• Gegeven tekst:
::::::

Opiniestuk over intensieve procestechnologie. DWG’er Enrico maakt zich oprecht zorgen over onze positie van de chemische industrie in Europa. Hij gelooft erin dat we een nieuwe koers moeten gaan varen. Een koers die inzet op het minimaliseren van het gebruik van energie en grondstoffen die nodig zijn voor het maken van producten. In dit artikel vertelt Enrico over de innovatieve technologieën die nodig zijn om het tij te keren.

De infrastructuur in Nederland

“Nederland heeft dan wellicht een streepje voor op andere landen vanwege zijn uitstekende infrastructuur van (diep)water, uitgebreid spoor- en wegennet en geïntegreerde bedrijfsvoering. Maar als we zo doorgaan, verliezen we deze positie snel. Daar liggen niet alleen de lagere loonkosten en goedkopere energie in verre landen aan ten grondslag; ook de discutabele interpretatie van Europese milieuwetgeving in Nederland.

Op dat vlak zullen we dus niet kunnen winnen. Sterker nog: aangezien onze eigen gasvoorraad opraakt en we daarmee steeds afhankelijker worden van Rusland, zullen we een andere koers moeten gaan varen. Ook vooral vanwege de geprojecteerde enorme hoeveelheid schalieolie- en gas reserves in de Verenigde Staten. We moeten een koers gaan varen die inzet op het minimaliseren van het gebruik van energie en grondstoffen die nodig zijn voor het maken van onze producten. Hiervoor zijn innovatieve technologieën nodig die de processen vele malen effectiever en efficiënter laten verlopen dan tot nu toe gangbaar was.”

Wat zijn de ideale omstandigheden?

::::::

• Verstrekte gegevens:
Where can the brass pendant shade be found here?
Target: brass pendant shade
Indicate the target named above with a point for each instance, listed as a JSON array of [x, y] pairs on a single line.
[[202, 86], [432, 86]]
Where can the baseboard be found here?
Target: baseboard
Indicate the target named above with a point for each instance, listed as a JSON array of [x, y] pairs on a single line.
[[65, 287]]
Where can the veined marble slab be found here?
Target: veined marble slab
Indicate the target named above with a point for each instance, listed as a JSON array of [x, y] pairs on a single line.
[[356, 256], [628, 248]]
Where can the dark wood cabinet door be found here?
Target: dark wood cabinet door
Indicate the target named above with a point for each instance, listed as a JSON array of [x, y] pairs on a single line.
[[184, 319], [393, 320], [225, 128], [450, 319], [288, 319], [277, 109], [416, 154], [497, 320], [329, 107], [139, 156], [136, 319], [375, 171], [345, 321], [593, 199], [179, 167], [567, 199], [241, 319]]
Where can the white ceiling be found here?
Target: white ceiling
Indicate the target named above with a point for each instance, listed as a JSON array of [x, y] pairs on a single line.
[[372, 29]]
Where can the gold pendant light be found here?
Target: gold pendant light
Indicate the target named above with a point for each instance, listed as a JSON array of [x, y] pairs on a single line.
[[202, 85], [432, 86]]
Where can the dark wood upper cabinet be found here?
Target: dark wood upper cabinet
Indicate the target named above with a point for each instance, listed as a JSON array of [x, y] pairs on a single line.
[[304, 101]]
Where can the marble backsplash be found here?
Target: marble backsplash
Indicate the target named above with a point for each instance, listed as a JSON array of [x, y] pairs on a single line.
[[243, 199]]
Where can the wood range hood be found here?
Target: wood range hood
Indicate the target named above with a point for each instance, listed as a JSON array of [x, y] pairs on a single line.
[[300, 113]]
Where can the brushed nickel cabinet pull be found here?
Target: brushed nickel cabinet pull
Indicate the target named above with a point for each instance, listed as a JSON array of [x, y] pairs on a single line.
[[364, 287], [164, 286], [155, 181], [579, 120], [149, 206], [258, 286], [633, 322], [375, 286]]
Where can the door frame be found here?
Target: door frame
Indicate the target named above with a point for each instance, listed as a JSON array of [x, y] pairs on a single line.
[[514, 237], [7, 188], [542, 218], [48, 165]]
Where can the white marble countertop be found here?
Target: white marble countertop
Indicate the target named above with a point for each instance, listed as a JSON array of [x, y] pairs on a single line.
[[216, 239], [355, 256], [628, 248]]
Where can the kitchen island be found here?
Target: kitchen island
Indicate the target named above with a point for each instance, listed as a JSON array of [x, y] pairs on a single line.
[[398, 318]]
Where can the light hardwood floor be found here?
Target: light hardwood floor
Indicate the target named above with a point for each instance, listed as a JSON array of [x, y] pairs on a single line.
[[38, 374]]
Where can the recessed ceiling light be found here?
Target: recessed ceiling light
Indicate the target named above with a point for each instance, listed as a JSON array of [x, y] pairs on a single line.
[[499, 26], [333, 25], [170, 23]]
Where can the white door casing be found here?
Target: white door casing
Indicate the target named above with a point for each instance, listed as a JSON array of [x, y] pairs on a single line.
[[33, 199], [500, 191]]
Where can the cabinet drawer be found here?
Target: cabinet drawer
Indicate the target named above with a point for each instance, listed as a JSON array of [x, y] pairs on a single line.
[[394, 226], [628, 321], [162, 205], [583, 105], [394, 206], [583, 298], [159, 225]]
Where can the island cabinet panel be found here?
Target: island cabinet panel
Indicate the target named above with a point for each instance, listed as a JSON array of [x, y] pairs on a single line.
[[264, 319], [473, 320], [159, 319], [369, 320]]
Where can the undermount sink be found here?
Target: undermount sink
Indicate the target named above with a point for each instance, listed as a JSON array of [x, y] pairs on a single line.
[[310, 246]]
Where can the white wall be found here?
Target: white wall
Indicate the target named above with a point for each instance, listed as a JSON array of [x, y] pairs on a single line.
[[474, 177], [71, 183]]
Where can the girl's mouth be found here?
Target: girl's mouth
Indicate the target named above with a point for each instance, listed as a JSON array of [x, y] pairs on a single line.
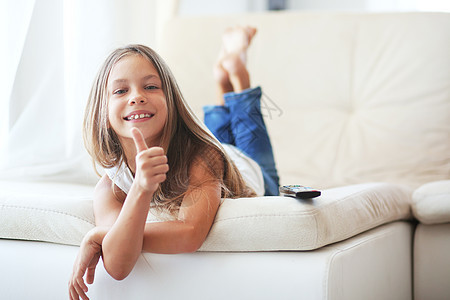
[[138, 116]]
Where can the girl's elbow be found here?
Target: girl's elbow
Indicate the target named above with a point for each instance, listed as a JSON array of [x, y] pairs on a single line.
[[118, 273], [117, 270]]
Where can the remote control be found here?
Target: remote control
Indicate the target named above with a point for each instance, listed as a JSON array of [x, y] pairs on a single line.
[[299, 191]]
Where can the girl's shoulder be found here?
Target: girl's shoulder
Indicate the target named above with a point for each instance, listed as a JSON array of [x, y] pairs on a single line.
[[121, 176]]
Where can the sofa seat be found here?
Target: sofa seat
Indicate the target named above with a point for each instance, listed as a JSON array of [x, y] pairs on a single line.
[[373, 265], [62, 213], [431, 206]]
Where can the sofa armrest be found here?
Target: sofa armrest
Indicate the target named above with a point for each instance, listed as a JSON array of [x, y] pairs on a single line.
[[431, 202]]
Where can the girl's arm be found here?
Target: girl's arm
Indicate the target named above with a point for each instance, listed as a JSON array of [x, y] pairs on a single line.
[[186, 234], [129, 233]]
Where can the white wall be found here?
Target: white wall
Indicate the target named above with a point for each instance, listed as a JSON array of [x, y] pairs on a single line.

::::::

• Aanwijzingen:
**1.** Neem een deel van de gegeven tekst woordelijk over. Begin bij de woorden "Op dat vlak" en stop na de woorden "de ideale omstandigheden?".
**2.** Van welk land wordt Nederland volgens de gegeven tekst steeds afhankelijker nu de eigen gasvoorraad opraakt?

• Antwoorden per opdracht:
**1.**
Op dat vlak zullen we dus niet kunnen winnen. Sterker nog: aangezien onze eigen gasvoorraad opraakt en we daarmee steeds afhankelijker worden van Rusland, zullen we een andere koers moeten gaan varen. Ook vooral vanwege de geprojecteerde enorme hoeveelheid schalieolie- en gas reserves in de Verenigde Staten. We moeten een koers gaan varen die inzet op het minimaliseren van het gebruik van energie en grondstoffen die nodig zijn voor het maken van onze producten. Hiervoor zijn innovatieve technologieën nodig die de processen vele malen effectiever en efficiënter laten verlopen dan tot nu toe gangbaar was.”

Wat zijn de ideale omstandigheden?

**2.** Van Rusland.